§ **Yapılacak işler**:
1 > Aşağıdaki özgürlükler ve KKTC üzerine yazıdan, "İnsanların inancına, yaşam" sözcükleriyle açılıp "da belirtmek, görevimizdir!" sözcükleriyle kapanan bölümü hiç değiştirmeden yazdırın.
2 > Aşağıdaki özgürlükler ve KKTC üzerine yazıyı kaldığı yerden sürdürün.

§ **Belge alıntısı**:
+++

İnsanların inancına, yaşam tarzına, kılığına, kıyafetine, cinsel yönelimine, rengine, duruşuna, yatışına karışmak bana doğru gelmez!
-*-*-
Şunu da açıkça dile getirerek başlamak isterim; ülkemizde, “ben başımı bağlayarak okula gitmek istiyorum” diyene de bu özgürlüğün tanınması taraftarıyım…
-*-*-
Ancaaaaaak…
Eşit ve egemen bir devlet iddiası ortadayken; “KKTC de Türkiye gibi olmak zorundadır” baskısı veya düşüncesi, emperyalist faşizmdir!
Bunu da belirtmek, görevimizdir!

+++

§ **Veri kesiti**:
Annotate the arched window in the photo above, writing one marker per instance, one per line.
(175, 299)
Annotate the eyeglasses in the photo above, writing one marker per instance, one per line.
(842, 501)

+++

§ **Alıştırma sonuçları**:
1 >
İnsanların inancına, yaşam tarzına, kılığına, kıyafetine, cinsel yönelimine, rengine, duruşuna, yatışına karışmak bana doğru gelmez!
-*-*-
Şunu da açıkça dile getirerek başlamak isterim; ülkemizde, “ben başımı bağlayarak okula gitmek istiyorum” diyene de bu özgürlüğün tanınması taraftarıyım…
-*-*-
Ancaaaaaak…
Eşit ve egemen bir devlet iddiası ortadayken; “KKTC de Türkiye gibi olmak zorundadır” baskısı veya düşüncesi, emperyalist faşizmdir!
Bunu da belirtmek, görevimizdir!

2 >
-*-*-
Laik, Atatürkçü, modern, Avrupa Birliği üyesi bir Türkiye “kişisel” tercihimdir…
Ancak, Türkiye’nin şeriat ile yönetilmesini savunanlar da mutlaka vardır…
-*-*-
Türkiye’de şu anda iktidarda olanlar, siyasal İslam’cılardır!
Siyasal İslam, tehlikelidir…
Neden tehlikelidir?
Çünkü “Siyasal İslam”da, “din” veya “Kuran” öğretilerinin yaşama geçirilmesinin ötesinde; kişisel çıkarlar uğruna, “din” ve hatta “kutsal kitabın” istismarı vardır!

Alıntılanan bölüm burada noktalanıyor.